**Exercise input**:
···

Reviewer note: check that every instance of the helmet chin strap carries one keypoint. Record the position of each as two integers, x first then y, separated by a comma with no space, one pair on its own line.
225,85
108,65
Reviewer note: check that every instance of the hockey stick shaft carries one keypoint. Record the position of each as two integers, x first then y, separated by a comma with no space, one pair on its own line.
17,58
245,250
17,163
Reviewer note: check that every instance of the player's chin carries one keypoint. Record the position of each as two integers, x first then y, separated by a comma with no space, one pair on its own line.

···

**What the exercise asks**: Restating every entry above word for word is the whole task.

**Exercise answer**:
Reviewer note: check that every instance of the helmet chin strap carries one keypoint. Record the position of each as two integers, x first then y, separated by a comma with no space, one pair on its own line.
225,85
108,65
Reviewer note: check that every instance of the hockey stick shaft carries one keypoint. Record the position of each as two integers, x first then y, separated by a comma with no space, one pair on its own line.
17,58
245,250
17,163
Reviewer note: check that every instance of the player's chin carries one keypoint. Record the position of each as two integers, x first then y, separated by a comma with no space, one pair on its own line.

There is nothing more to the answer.